**THE TASK:**
Reproduce every one of the following rows word for word.

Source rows

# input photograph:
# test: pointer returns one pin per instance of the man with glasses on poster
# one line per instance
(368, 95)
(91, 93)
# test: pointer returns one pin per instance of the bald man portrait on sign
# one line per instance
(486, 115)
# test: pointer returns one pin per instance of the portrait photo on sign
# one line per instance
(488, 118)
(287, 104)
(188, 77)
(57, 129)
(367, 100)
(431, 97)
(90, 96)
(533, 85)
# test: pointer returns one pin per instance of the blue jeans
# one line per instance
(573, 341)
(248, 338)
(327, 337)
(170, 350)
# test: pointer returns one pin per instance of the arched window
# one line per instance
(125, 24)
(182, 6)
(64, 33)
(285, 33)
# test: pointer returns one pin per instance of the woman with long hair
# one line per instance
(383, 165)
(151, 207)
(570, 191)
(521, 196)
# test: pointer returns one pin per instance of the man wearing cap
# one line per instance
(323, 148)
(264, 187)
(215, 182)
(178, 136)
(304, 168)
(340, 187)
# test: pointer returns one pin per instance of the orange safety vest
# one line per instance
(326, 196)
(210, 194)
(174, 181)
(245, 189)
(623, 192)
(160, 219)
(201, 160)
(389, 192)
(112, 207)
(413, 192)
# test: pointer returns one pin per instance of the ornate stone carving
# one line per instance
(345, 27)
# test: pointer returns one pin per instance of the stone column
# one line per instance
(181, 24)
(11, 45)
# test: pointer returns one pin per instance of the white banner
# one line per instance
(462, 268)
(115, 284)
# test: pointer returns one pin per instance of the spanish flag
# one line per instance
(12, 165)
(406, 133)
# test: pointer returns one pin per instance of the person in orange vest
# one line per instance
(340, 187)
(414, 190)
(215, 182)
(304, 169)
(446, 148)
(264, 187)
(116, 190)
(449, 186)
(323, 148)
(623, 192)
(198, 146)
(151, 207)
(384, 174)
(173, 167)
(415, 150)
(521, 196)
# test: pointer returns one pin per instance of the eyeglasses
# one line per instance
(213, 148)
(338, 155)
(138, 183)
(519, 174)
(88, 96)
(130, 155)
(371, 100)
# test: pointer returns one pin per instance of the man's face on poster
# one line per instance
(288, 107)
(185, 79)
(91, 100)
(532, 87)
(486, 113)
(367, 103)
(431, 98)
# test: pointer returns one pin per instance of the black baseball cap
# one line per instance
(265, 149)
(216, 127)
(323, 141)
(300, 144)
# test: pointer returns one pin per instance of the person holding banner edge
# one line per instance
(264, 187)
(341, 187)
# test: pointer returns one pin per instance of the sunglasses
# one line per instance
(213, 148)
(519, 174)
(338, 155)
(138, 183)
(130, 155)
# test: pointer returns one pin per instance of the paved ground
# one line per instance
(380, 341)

**SOLUTION TO THE EXERCISE:**
# input photograph:
# test: pointer returns one pin per instance of the man with glasses on poster
# one line per instance
(368, 95)
(91, 93)
# test: pointer returns one pin per instance of the bald man portrait on sign
# one line per instance
(486, 115)
# test: pointer returns one pin per instance of the portrait photo on sign
# one line per instance
(488, 118)
(287, 104)
(188, 77)
(57, 129)
(367, 100)
(431, 97)
(90, 96)
(533, 85)
# test: pointer returns one pin per instance of the blue jeans
# one line per instance
(573, 341)
(248, 338)
(327, 337)
(170, 350)
# test: pointer returns one pin per instance of the arched window
# one line per instance
(125, 24)
(182, 6)
(64, 33)
(285, 33)
# test: pointer returns one pin per instance of the woman with long hair
# one line per instance
(383, 165)
(151, 207)
(570, 191)
(521, 196)
# test: pointer returns one pin per instance of the man wearing cap
# one line per instance
(323, 148)
(264, 187)
(215, 182)
(178, 136)
(304, 168)
(340, 187)
# test: pointer returns one pin per instance of the orange safety vest
# one line per instance
(326, 196)
(210, 194)
(174, 181)
(245, 189)
(623, 192)
(160, 219)
(201, 160)
(389, 192)
(112, 207)
(413, 192)
# test: pointer returns one pin per instance of the ornate stone carving
# one line per instance
(345, 27)
# test: pointer returns one pin per instance of the stone column
# one line per instance
(181, 24)
(11, 45)
# test: pointer returns one pin per instance of the white banner
# one line per instance
(462, 268)
(115, 284)
# test: pointer returns one pin per instance of the spanish flag
# one line per instance
(12, 165)
(406, 133)
# test: pointer returns one pin per instance of the person in orange vest
# one line per instance
(340, 187)
(414, 190)
(215, 182)
(304, 169)
(446, 148)
(264, 187)
(116, 190)
(449, 186)
(323, 148)
(623, 192)
(198, 146)
(151, 207)
(384, 174)
(173, 167)
(415, 150)
(521, 196)
# test: pointer returns one pin per instance of the eyeglasses
# one line per instance
(213, 148)
(338, 155)
(138, 183)
(519, 174)
(88, 96)
(130, 155)
(371, 100)
# test: pointer returns one pin per instance of the man's face on poster
# one line per instance
(288, 107)
(185, 79)
(91, 100)
(532, 87)
(486, 113)
(367, 103)
(431, 98)
# test: pointer returns one pin per instance of the black baseball cap
# one line per instance
(265, 149)
(216, 127)
(323, 141)
(300, 144)
# test: pointer returns one pin per instance of the person holding banner edge
# one line per instance
(264, 187)
(341, 187)
# test: pointer returns one pin per instance of the sunglasses
# one line per instance
(213, 148)
(519, 174)
(338, 155)
(138, 183)
(130, 155)
# test: pointer returns one pin per instance of the paved ground
# one line per instance
(380, 341)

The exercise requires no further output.